- _QUOTED TEXT_
Baconfest. It happens every spring and fills the UIC Forum with a weekend’s worth of pork belly celebration. Baconfest sprang from the fevered dreams of Chicagoan Seth Zurer and a team of like-minded bacon fanatics. Now, going strong since 2009, Baconfest has raised over $300,000 for partners like the Greater Chicago Food Depository, who have distributed more than 1,102,111 meals to hungry folks in the local area. And not incidentally, they’ve worked with hundreds of Chicago chefs to feed many tons of bacon to pig-loving denizens.
Now, Zurer has another dream: it has to do with dumplings and hip-hop.
Scheduled to launch in 2017, the outlines of this event are still being defined. I had some basic questions for Zurer about his vision for a festival devoted to the dumpling… and hip-hop.
What is a dumpling?
That’s a central question that philosophers have pondered for eons. From my perspective, a dumpling is anything that someone says is a dumpling.
So it’s like Duchamp’s or Warhol’s definition of art: art is whatever the artist says it is?
Well, a dumpling usually fits the form of some dough, wrapped around some filling. And I get a lot of pushback about that. So, if I’m talking to someone from a Jewish background, and I mention dumpling, they might say “You mean kreplach?” And I say, “Yeah, a kreplach is a dumpling, but a matzo ball is a dumpling to me, too.”
Can a dumpling be baked?
Empanada. Why isn’t a hand pie a dumpling? How about an egg roll?
Is a sandwich a dumpling?
No, a sandwich is not a dumpling. It’s not closed.
Oh, a dumpling has to be closed?
Maybe that’s it [he says, clearly thinking this through]. Maybe it’s a topological definition. A dumpling must have an uninterrupted outside.
From the standpoint of an event organizer, though, there’s really no good angle in disputing someone’s definition of a dumpling. If a chef wants to bring a thousand dumplings to my event, I’ll be more than happy to accept their definition.

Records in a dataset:
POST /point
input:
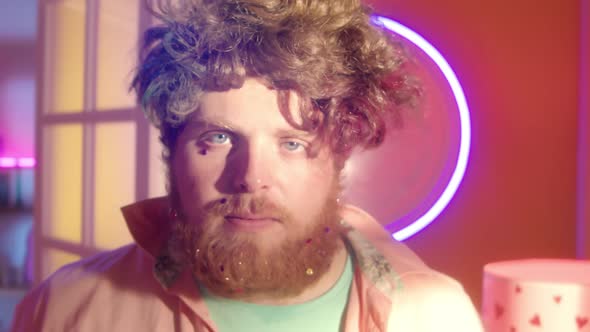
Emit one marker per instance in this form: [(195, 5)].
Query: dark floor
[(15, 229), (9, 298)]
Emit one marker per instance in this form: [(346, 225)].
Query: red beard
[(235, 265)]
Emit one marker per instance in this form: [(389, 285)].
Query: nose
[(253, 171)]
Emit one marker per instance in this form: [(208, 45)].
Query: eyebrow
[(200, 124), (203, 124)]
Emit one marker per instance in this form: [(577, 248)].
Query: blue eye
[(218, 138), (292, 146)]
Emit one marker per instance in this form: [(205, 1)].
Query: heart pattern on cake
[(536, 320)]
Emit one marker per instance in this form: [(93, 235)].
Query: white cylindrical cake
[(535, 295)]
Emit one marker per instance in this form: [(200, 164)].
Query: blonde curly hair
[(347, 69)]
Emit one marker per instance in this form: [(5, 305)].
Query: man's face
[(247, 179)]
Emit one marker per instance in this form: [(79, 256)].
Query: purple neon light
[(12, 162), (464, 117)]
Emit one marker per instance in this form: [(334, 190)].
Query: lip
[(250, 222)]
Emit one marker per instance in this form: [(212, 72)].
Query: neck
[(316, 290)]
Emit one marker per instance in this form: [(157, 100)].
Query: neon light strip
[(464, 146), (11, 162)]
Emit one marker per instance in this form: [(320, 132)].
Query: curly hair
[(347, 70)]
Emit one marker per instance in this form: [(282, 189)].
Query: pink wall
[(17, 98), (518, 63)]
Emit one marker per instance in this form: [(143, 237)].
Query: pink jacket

- _TASK TO CARRY OUT_
According to the Baconfest interview, what does Zurer say a sandwich is not, and why?

- _FINAL ANSWER_
A sandwich is not a dumpling because it's not closed.